═════ Information provided ═════

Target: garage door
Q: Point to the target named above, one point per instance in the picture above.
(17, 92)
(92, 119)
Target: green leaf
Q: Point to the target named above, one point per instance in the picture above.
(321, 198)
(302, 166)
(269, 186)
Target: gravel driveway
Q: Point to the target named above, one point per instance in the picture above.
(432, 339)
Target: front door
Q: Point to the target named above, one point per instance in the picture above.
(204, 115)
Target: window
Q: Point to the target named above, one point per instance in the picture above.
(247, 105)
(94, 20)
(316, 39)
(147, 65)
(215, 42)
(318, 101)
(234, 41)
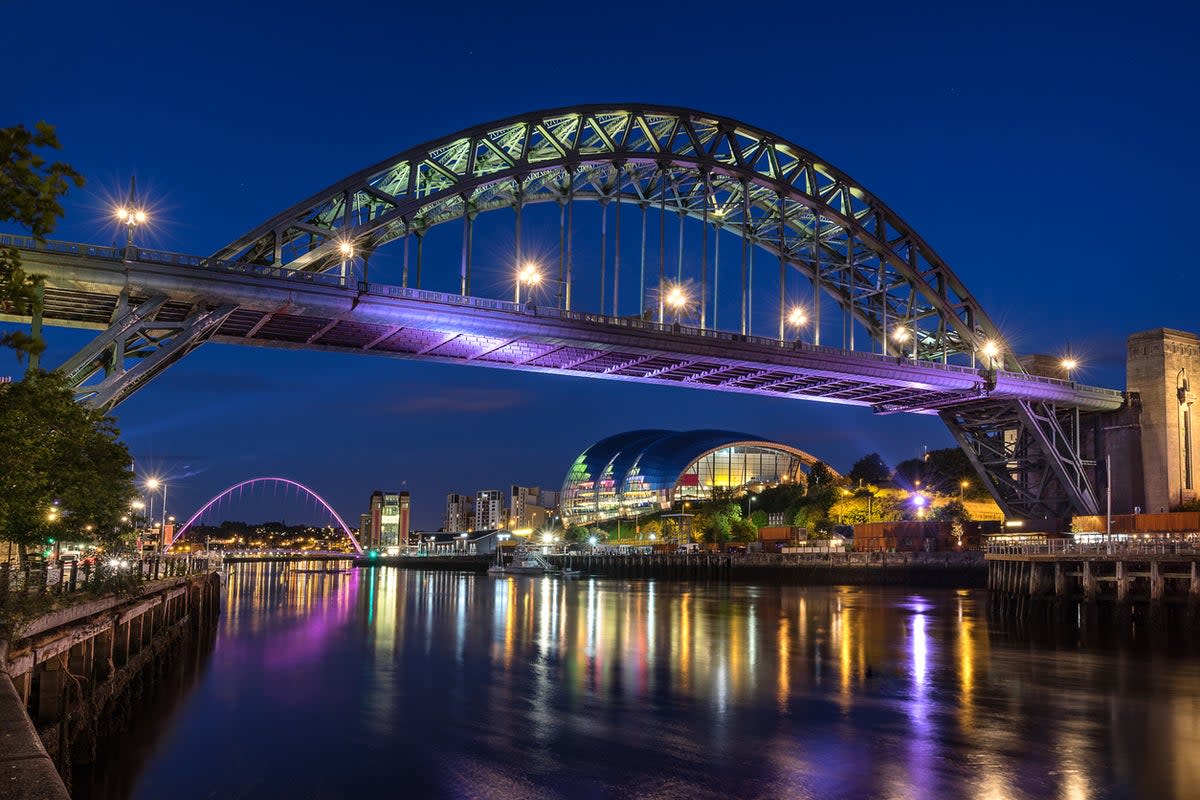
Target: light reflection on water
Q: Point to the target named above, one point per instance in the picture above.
(412, 684)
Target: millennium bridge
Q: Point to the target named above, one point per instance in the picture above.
(901, 331)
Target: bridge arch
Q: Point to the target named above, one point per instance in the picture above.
(253, 481)
(775, 196)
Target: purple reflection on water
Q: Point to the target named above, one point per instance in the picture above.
(467, 686)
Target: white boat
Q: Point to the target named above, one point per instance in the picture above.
(523, 563)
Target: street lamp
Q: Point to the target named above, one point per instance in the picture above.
(347, 252)
(154, 485)
(528, 274)
(677, 299)
(131, 215)
(990, 349)
(797, 319)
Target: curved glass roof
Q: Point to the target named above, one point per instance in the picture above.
(647, 461)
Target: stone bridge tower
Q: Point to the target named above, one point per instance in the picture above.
(1163, 370)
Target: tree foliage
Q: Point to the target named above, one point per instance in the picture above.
(820, 477)
(55, 452)
(941, 471)
(870, 469)
(30, 190)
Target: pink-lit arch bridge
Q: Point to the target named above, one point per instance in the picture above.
(258, 481)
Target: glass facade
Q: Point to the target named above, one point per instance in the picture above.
(642, 471)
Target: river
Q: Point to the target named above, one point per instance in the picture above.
(406, 684)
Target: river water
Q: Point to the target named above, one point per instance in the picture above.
(403, 684)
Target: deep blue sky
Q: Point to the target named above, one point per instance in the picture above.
(1047, 154)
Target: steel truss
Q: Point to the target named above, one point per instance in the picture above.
(774, 194)
(1025, 453)
(135, 335)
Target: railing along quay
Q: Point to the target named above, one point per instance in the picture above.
(1157, 573)
(70, 577)
(923, 569)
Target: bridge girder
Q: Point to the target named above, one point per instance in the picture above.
(754, 184)
(1025, 453)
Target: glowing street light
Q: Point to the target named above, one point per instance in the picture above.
(531, 275)
(154, 485)
(677, 299)
(131, 215)
(797, 319)
(990, 349)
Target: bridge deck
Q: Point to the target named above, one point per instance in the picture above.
(291, 308)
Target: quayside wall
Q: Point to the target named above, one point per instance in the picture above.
(953, 570)
(64, 671)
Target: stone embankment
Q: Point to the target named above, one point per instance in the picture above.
(64, 669)
(954, 570)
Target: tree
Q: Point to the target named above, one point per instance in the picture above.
(943, 473)
(63, 470)
(29, 196)
(820, 477)
(953, 511)
(870, 469)
(743, 530)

═════

What is being asked: Find "bridge" in the data above. Report each line where it appears.

Answer to the problem:
Target: millennium bridge
Target: bridge arch
Target: stone bridge tower
Target: pink-lit arch bridge
Target: bridge girder
Target: bridge deck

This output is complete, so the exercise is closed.